(Beginning of SELECTED EXTRACT)

Comstock claimed to have successfully prosecuted more than 3,600 defendants under the federal law and destroyed over 160 tons of obscene literature in his role as special agent. At first Comstock targeted what he considered to be easy prey, mail-order services and low-rent shops that sold cheaply produced photographs of nude women. Typically poor and uneducated, the defendants first prosecuted by Comstock often failed even to present a defense on their own behalf.
Comstock next targeted indecency in high culture, prosecuting prominent art gallery owners for selling European paintings containing partially clad women. But Comstock's attempted censorship of traditional art triggered a groundswell of opposition. The New York Times criticized Comstock for overreaching. By 1887 many mainstream Americans who had originally supported the Comstock Law were now reconsidering that support in light of countervailing concerns over free speech. But Comstock was not deterred, continuing to prosecute alleged violators as they were made known to him.
At the turn of the century, 24 states had enacted their own versions of the Comstock Act, many of which were more stringent than the federal statute. The Comstock Law itself was recodified and reenacted several times in the twentieth century, and prosecutions for violations of the federal statute continued even as Americans became increasingly diverse and tolerant. As a result, several challenges were made to the constitutionality of the Comstock Law, most of them on first amendment grounds. To the surprise of many observers, the U.S Supreme Court continued to uphold the Comstock Law into the 1960s. United States v. Zuideveld, 316 F.2d 873, 875-76, 881 (7th Cir. 1963).
The fate of the Comstock Law began to change, however, when the Supreme Court announced its decision in miller v. california, 413 U.S. 15, 93 S. Ct. 2607, 37 L. Ed. 2d 419 (1973). In Miller the Supreme Court ruled that material is obscene if (1) the work, taken as a whole by an average person applying contemporary community standards, appeals to the prurient interest; (2) the work depicts sexual conduct in a patently offensive way; and (3) the work, when taken as a whole, lacks serious literary, artistic, political, or scientific value. Although the Comstock Law was never challenged on grounds that it violated the Miller standards for obscenity, the Supreme Court declared the law unconstitutional in 1983.
In Bolger v. Youngs Drug Products Corp., 463 U.S. 60, 103 S. Ct. 2875, 77 L. Ed. 2d 469 (1983), the Supreme Court re-examined the reasons underlying the Comstock Law (then codified at 39 USCA § 3001) in light of the First Amendment standards governing commercial speech, which allow the government to regulate false, deceptive, and misleading advertisements if the regulation is supported by a substantial governmental interest. The Court concluded that the Comstock Law did not meet this burden. The government's interest in purging all mailboxes of advertisements for contraceptives is more than offset, the Court said, by the harm that results in denying the mailbox owners the right to receive truthful information bearing on their ability to practice birth control or start a family. "We have previously made clear," the Court emphasized, "that a restriction of this scope is more extensive than the Constitution permits, for the government may not reduce the adult population … to reading only what is fit for children."

(End of SELECTED EXTRACT)

• [WORK INSTRUCTIONS]:
1. According to the Comstock Law passage, why did the Supreme Court in Bolger v. Youngs Drug Products Corp. find that the law failed the commercial speech standard? Answer in one to three sentences.
2. Quote the portion of the Comstock Law passage that opens with the words containing "At the turn" and closes with "(7th Cir. 1963).".
The data that follows is not needed for anything asked here.

(Beginning of INFORMATION PROVIDED)

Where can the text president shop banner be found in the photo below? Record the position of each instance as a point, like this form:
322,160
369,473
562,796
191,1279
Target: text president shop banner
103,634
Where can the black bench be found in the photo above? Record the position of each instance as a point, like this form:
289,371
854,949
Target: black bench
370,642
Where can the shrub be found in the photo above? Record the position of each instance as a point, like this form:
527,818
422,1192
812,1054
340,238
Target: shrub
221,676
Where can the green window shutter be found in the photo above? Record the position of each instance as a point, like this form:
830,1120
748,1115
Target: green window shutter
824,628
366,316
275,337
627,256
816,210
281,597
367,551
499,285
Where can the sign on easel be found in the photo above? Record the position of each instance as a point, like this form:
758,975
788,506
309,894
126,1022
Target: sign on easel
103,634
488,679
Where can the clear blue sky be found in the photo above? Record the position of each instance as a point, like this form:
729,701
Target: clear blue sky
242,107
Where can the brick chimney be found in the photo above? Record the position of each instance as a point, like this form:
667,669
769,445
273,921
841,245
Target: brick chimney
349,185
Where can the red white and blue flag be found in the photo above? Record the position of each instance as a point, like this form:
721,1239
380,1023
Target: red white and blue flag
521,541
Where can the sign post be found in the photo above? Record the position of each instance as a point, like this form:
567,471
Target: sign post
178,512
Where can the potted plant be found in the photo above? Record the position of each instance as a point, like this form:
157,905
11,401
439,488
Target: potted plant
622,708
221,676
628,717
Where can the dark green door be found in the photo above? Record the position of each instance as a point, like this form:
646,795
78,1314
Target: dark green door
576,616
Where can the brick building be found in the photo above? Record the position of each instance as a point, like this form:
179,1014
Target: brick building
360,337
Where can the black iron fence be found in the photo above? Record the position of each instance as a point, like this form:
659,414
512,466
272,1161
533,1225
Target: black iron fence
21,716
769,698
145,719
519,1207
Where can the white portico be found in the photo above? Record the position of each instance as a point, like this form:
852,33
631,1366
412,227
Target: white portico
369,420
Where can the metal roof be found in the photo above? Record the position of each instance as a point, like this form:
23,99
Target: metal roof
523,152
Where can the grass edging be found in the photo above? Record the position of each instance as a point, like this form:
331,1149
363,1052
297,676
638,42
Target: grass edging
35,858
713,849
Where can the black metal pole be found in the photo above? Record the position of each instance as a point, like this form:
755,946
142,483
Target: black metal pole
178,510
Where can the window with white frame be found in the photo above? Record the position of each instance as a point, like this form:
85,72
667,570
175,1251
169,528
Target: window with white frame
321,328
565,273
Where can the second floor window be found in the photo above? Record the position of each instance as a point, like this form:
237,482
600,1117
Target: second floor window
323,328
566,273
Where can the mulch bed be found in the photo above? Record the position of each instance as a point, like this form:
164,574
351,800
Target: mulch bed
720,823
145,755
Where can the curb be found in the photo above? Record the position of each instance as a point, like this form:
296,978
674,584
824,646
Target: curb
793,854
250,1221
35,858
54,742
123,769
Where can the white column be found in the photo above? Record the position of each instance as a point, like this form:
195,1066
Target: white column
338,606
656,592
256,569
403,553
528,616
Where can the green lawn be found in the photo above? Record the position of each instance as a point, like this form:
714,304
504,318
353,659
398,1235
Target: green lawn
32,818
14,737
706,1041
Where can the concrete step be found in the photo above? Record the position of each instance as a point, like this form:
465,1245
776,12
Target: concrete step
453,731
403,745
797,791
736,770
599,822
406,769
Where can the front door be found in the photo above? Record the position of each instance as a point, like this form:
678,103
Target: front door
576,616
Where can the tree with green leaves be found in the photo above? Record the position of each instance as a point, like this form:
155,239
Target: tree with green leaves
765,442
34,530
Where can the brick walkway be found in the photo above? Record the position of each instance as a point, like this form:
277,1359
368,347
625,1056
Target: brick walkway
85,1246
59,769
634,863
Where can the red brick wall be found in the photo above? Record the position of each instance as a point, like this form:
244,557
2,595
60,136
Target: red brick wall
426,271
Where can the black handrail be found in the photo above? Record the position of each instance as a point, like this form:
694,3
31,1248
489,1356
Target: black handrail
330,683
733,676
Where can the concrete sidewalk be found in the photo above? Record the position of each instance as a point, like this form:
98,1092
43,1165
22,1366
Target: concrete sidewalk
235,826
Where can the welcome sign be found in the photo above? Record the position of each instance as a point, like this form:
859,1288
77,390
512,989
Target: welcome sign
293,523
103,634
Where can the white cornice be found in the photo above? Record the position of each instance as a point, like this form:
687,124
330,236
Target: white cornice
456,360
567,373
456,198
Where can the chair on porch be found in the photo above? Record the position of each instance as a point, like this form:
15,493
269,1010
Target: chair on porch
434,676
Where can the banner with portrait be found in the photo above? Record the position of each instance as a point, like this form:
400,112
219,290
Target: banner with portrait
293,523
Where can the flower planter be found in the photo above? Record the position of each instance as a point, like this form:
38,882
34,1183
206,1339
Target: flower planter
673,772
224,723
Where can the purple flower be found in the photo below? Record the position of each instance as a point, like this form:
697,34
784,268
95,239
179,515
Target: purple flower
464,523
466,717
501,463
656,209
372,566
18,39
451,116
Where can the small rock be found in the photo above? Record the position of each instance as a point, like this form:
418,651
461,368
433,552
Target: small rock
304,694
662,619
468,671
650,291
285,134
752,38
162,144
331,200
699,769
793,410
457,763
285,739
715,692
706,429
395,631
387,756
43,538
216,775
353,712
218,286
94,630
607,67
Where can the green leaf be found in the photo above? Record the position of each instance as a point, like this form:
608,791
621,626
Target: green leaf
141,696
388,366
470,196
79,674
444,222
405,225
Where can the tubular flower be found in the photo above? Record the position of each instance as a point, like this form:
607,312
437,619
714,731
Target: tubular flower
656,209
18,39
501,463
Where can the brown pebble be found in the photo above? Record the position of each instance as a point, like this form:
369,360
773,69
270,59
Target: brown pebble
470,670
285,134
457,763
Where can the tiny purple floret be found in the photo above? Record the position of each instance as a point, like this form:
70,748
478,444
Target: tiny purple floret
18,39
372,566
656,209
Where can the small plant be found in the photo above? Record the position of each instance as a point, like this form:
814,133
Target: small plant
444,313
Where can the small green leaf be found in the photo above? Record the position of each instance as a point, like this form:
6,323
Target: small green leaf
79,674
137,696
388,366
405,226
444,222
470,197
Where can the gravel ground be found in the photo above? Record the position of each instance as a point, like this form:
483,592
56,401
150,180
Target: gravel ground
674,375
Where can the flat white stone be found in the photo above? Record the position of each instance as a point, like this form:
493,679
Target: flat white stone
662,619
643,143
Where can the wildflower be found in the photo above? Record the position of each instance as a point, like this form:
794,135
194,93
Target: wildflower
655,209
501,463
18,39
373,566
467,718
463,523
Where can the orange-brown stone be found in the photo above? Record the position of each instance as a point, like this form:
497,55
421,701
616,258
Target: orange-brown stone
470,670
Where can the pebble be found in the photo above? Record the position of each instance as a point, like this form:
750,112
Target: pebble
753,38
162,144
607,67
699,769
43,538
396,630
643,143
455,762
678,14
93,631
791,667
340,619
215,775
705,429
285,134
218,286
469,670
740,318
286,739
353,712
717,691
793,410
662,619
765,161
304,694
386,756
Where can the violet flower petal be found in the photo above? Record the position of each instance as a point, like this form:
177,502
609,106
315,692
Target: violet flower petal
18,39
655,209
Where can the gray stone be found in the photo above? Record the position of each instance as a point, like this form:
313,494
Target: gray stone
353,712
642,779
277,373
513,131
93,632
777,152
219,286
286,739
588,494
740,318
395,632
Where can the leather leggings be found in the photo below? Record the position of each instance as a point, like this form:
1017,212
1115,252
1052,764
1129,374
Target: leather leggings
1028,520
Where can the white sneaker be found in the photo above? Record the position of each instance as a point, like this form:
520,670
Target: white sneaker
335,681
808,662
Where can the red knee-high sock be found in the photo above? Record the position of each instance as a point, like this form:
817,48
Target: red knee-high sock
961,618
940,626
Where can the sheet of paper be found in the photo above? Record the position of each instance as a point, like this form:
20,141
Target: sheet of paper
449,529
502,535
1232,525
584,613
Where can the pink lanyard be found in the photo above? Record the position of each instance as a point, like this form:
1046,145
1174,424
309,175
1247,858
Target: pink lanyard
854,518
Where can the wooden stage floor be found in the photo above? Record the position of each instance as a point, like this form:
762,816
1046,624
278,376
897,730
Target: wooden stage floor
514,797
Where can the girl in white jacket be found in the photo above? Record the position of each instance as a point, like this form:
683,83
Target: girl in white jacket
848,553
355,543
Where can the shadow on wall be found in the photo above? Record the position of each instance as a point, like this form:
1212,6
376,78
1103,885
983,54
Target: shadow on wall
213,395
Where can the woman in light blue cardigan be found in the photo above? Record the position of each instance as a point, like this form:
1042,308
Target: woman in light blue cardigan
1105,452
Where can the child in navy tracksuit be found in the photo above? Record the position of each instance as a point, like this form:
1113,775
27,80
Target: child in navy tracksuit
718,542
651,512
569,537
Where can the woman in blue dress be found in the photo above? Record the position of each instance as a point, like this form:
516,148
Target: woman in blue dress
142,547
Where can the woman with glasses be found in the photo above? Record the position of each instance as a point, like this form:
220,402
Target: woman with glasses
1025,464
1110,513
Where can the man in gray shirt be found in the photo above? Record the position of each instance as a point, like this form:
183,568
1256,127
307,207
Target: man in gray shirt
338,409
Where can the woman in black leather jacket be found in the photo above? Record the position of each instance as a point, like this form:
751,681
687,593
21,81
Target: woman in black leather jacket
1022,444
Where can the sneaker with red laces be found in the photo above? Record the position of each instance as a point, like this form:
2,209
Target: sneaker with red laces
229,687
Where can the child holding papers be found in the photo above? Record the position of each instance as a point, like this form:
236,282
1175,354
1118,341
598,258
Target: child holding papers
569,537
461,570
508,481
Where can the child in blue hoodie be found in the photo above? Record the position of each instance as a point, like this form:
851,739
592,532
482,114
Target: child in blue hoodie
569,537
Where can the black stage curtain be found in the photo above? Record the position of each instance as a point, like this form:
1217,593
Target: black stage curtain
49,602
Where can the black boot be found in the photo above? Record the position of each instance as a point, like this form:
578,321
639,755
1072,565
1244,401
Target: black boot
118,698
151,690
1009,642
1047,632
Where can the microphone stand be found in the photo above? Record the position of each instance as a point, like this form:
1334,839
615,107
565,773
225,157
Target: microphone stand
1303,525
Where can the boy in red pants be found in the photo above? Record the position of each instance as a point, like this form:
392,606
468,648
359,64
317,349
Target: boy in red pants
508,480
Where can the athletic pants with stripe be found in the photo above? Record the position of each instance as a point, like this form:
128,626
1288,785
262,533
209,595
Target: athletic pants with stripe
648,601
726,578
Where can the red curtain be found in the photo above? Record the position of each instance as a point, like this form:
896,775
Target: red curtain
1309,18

(End of INFORMATION PROVIDED)

• [EXERCISE RESULTS]:
1. The Court held that the government's interest in purging all mailboxes of advertisements for contraceptives was more than offset by the harm of denying mailbox owners the right to receive truthful information bearing on their ability to practice birth control or start a family. It added that a restriction of this scope is more extensive than the Constitution permits, because the government may not reduce the adult population to reading only what is fit for children.

2.
At the turn of the century, 24 states had enacted their own versions of the Comstock Act, many of which were more stringent than the federal statute. The Comstock Law itself was recodified and reenacted several times in the twentieth century, and prosecutions for violations of the federal statute continued even as Americans became increasingly diverse and tolerant. As a result, several challenges were made to the constitutionality of the Comstock Law, most of them on first amendment grounds. To the surprise of many observers, the U.S Supreme Court continued to uphold the Comstock Law into the 1960s. United States v. Zuideveld, 316 F.2d 873, 875-76, 881 (7th Cir. 1963).